▶ EXERCISE DETAILS: In the school sports day passage below, write out again the stretch that begins with "With a shouted" and ends with "Shit, I thought.", swapping "projectiles" for "missiles".

▶ EXCERPT PROVIDED:
○ ○ ○ ○ ○ ○ ○

Tom was five years old,  my only son, the elder of my two children, and as such the first to embark upon the long journey into the education system. Our small family had gathered on an early summer day to watch and take part (there were of course the obligatory parents' races to be endured) in his first school sports day. My competitive hopes were high: Tom had proven himself to be fleet of foot and nimble with it. His chances of success in the sprinting race - and the sporting world in general, for that matter - were, I felt, extremely high. That day, I was excited on his behalf, and more than ready to play the role of the proud parent of an accomplished athlete.

Finally, after what had frankly been an exasperating schedule of egg-and-spoon races, jumping-in-a-sack races, three-legged races and assorted other decidedly non-Olympic events, the time for the full-on sprint race arrived. My pulse quickened as the competitors gathered in an almost straight line at the start. Anxiously I watched to make sure that none of the other five year-olds (the little buggers) were trying to gain an unfair advantage by taking an extra step before the flag dropped. Nobody, I had promised myself, was going to cheat my son out of his rightful victory.

I scanned the line of perhaps fifteen boys, my eyes resting for a moment upon a very small - noticeably small - kid who stood out for one other reason. In a town where ethnic minorities were few and far between, the very, very dark skin of this child was still a mild surprise, despite the fact that he had joined the school some months earlier. My eyebrow rose momentarily before I continued watching for  any signs of sly, athletic shenanigans. As my gaze reached the end of the line, it settled upon the little boy's parents, easily identifiable, both by the colour of their skin and by the stunningly vibrant clothes that they had worn to the event. I was impressed, and also suddenly a little ashamed of my Tee shirt and cargo shorts combination. Those folks (as it would turn out, recently arrived from Kenya) had raised their game for their son...maybe I should have done the same (but then what would I have worn?)...

With a shouted "GO!", the green starting flag fell (surely not accurate enough to enable the correct finishing times to be recorded to within a thousandth of a second, I felt, but I would graciously let it pass for the sake of not creating a 'scene'). Like a collection of differently-propelled projectiles, the children variously sprang, stepped, stumbled or rocketed off the start line. To my delight, Tom was in the lead immediately, his little arms and legs pumping away in a determined blur. He pulled away from the chasing pack - with one exception. I watched with a mixture of disbelief and horror as the tiny black kid, moving faster than any child of his age that I had ever seen, overtook my poor Tommy, and left him in his dust as he powered his way to a deeply impressive victory. Shit, I thought.

○ ○ ○ ○ ○ ○ ○

▶ EXCERPTED DATA:
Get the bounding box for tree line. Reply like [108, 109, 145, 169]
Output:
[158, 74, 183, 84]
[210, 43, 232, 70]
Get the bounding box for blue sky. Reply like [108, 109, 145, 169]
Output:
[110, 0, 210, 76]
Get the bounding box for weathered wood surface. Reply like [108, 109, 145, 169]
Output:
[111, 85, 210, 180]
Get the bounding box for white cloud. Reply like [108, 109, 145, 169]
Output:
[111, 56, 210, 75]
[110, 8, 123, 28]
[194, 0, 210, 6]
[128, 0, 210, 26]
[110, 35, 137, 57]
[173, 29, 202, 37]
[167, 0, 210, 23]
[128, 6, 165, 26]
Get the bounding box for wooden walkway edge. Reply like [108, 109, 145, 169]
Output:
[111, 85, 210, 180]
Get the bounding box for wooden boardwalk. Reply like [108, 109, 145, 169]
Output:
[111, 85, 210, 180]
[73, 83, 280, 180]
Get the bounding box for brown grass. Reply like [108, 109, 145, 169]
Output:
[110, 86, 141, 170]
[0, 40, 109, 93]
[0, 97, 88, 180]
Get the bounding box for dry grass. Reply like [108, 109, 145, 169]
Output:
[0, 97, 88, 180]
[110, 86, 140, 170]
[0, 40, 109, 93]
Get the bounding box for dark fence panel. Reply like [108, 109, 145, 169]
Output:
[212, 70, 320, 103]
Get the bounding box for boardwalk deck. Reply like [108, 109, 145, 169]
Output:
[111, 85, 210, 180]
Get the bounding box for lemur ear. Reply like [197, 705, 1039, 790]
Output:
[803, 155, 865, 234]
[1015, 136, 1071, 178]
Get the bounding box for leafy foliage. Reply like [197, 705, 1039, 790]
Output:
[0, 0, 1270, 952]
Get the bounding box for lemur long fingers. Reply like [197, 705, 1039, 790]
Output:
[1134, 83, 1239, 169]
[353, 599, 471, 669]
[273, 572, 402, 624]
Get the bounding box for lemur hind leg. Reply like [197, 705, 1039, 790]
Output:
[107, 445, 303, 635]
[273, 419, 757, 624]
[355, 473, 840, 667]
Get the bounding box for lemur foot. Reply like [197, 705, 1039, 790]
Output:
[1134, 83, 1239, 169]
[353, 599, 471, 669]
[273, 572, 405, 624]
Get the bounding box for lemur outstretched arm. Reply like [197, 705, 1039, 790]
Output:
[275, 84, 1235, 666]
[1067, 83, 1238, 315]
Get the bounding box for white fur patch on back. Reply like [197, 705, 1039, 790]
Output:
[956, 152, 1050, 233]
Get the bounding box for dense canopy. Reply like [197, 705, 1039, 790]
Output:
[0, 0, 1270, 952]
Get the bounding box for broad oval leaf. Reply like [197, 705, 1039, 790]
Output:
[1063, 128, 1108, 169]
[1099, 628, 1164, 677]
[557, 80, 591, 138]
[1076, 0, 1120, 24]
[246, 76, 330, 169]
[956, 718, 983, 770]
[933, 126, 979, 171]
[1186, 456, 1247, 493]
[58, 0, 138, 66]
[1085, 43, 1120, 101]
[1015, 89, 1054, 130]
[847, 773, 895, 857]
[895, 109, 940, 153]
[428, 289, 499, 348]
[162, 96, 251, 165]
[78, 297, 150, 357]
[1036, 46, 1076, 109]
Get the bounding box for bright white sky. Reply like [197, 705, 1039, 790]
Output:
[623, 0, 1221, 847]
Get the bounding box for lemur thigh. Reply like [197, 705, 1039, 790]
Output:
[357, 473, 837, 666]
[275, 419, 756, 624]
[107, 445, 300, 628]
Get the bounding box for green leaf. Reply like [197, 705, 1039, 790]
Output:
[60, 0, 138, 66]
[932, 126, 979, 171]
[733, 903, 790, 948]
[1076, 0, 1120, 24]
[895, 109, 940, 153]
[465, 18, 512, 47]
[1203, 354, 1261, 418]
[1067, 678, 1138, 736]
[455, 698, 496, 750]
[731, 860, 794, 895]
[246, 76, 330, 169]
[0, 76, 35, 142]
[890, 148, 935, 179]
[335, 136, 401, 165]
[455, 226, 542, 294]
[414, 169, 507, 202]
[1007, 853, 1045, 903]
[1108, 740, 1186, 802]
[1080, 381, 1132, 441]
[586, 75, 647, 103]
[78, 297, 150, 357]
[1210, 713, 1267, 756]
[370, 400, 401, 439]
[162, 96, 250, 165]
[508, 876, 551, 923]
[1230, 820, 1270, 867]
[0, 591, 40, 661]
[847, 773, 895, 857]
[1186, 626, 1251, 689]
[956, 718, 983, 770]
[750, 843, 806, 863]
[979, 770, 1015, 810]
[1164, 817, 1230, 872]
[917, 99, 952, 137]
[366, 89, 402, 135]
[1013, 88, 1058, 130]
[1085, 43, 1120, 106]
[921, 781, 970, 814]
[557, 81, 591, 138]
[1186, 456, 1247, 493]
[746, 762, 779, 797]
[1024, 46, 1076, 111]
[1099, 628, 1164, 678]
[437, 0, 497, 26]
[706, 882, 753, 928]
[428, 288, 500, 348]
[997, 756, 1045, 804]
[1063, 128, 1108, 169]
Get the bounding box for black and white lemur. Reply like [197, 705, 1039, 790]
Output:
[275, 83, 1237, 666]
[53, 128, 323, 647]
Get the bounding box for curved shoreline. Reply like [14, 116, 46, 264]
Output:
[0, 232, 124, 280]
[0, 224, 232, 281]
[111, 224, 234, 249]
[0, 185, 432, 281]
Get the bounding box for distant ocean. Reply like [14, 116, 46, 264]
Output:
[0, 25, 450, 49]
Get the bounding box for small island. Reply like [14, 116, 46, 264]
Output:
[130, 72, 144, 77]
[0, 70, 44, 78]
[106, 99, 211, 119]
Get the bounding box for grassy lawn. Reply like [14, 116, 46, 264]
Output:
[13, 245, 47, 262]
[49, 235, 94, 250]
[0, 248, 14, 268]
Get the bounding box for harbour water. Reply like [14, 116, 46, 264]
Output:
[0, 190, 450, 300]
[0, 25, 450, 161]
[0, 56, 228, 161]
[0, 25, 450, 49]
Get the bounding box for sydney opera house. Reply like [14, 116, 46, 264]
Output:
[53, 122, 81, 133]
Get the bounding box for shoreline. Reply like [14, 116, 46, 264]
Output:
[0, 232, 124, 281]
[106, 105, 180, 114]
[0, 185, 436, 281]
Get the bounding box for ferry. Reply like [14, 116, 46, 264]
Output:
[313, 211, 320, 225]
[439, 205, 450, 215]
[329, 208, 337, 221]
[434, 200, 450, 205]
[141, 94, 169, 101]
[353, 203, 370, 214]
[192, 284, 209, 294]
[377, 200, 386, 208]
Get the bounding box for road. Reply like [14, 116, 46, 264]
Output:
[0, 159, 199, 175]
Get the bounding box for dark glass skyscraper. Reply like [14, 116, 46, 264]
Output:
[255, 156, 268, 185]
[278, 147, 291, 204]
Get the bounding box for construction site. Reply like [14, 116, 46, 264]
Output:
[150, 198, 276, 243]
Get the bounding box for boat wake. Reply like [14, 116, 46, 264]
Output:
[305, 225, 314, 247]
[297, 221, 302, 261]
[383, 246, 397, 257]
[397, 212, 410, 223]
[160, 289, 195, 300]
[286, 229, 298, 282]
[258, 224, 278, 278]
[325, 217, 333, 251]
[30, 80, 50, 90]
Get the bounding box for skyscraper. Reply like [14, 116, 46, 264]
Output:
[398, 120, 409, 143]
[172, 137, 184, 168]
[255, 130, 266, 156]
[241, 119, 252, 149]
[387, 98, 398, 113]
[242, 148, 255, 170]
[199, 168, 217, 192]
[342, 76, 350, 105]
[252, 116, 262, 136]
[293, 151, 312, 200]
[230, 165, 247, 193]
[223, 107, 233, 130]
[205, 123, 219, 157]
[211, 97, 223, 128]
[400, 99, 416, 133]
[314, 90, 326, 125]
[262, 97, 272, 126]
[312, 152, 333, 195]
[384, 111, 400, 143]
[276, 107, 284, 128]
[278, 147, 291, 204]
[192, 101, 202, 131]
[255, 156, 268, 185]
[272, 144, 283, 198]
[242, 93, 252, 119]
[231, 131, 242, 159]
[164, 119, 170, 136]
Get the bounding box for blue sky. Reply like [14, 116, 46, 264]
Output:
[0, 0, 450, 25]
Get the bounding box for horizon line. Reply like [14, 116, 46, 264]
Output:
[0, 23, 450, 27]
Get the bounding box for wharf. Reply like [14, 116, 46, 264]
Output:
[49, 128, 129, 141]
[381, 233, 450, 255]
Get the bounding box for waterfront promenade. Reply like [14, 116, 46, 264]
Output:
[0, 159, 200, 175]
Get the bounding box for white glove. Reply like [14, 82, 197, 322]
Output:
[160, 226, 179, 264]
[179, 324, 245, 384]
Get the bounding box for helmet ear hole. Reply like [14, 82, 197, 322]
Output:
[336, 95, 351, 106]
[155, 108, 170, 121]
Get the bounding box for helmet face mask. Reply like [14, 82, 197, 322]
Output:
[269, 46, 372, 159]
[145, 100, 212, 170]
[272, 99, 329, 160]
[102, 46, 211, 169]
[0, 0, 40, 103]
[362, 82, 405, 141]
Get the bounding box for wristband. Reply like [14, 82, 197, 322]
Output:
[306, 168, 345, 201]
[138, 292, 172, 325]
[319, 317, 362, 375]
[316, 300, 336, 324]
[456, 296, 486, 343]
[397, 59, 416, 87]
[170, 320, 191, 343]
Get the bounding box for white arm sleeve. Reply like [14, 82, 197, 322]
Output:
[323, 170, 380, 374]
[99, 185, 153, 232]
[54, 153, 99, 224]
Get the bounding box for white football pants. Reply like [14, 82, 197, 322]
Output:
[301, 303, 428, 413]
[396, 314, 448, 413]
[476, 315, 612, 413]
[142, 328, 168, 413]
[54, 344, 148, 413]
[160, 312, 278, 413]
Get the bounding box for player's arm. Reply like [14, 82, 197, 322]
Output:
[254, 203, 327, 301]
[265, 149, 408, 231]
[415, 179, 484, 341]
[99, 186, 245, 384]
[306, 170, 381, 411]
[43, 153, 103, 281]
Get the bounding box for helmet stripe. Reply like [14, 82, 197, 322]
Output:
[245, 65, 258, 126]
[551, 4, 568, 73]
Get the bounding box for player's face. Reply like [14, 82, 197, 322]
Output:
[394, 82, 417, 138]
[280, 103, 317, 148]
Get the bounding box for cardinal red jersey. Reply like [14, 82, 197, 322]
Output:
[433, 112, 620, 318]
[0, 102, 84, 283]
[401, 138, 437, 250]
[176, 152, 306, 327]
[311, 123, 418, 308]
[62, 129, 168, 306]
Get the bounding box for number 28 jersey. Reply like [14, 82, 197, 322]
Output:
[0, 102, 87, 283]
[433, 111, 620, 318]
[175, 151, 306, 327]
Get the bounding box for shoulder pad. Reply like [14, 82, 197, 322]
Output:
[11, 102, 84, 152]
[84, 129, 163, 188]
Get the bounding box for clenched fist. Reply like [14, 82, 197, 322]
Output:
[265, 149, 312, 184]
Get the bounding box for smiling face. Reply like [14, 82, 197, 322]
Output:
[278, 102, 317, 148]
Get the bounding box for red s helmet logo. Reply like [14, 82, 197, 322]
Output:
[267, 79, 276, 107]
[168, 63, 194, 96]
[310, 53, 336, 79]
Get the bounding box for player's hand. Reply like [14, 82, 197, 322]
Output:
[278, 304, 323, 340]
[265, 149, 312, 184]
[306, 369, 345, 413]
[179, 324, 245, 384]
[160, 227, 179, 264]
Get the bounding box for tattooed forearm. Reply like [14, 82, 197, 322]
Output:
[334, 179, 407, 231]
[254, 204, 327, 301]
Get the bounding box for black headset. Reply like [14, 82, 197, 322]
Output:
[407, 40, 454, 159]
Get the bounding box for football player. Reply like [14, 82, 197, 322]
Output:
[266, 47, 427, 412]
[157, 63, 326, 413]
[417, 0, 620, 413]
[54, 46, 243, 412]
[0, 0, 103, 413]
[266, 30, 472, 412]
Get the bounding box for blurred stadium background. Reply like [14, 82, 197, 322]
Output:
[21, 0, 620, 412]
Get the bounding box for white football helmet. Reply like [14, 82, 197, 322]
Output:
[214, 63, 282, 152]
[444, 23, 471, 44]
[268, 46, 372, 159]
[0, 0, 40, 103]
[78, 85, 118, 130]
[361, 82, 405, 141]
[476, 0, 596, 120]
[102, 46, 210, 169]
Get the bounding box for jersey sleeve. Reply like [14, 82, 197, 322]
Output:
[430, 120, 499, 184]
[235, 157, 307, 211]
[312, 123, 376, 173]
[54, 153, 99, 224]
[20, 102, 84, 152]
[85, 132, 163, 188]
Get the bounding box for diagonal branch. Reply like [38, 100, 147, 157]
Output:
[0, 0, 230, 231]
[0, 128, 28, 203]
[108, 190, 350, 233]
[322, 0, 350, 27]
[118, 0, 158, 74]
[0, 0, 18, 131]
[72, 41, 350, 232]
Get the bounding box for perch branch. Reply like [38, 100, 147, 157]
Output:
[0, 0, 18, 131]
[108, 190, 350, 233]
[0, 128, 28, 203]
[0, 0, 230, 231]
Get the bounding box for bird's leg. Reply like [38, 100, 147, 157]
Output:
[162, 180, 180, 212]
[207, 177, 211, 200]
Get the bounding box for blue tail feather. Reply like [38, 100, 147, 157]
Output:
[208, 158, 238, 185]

○ ○ ○ ○ ○ ○ ○

▶ CORRECT RESULT:
With a shouted "GO!", the green starting flag fell (surely not accurate enough to enable the correct finishing times to be recorded to within a thousandth of a second, I felt, but I would graciously let it pass for the sake of not creating a 'scene'). Like a collection of differently-propelled missiles, the children variously sprang, stepped, stumbled or rocketed off the start line. To my delight, Tom was in the lead immediately, his little arms and legs pumping away in a determined blur. He pulled away from the chasing pack - with one exception. I watched with a mixture of disbelief and horror as the tiny black kid, moving faster than any child of his age that I had ever seen, overtook my poor Tommy, and left him in his dust as he powered his way to a deeply impressive victory. Shit, I thought.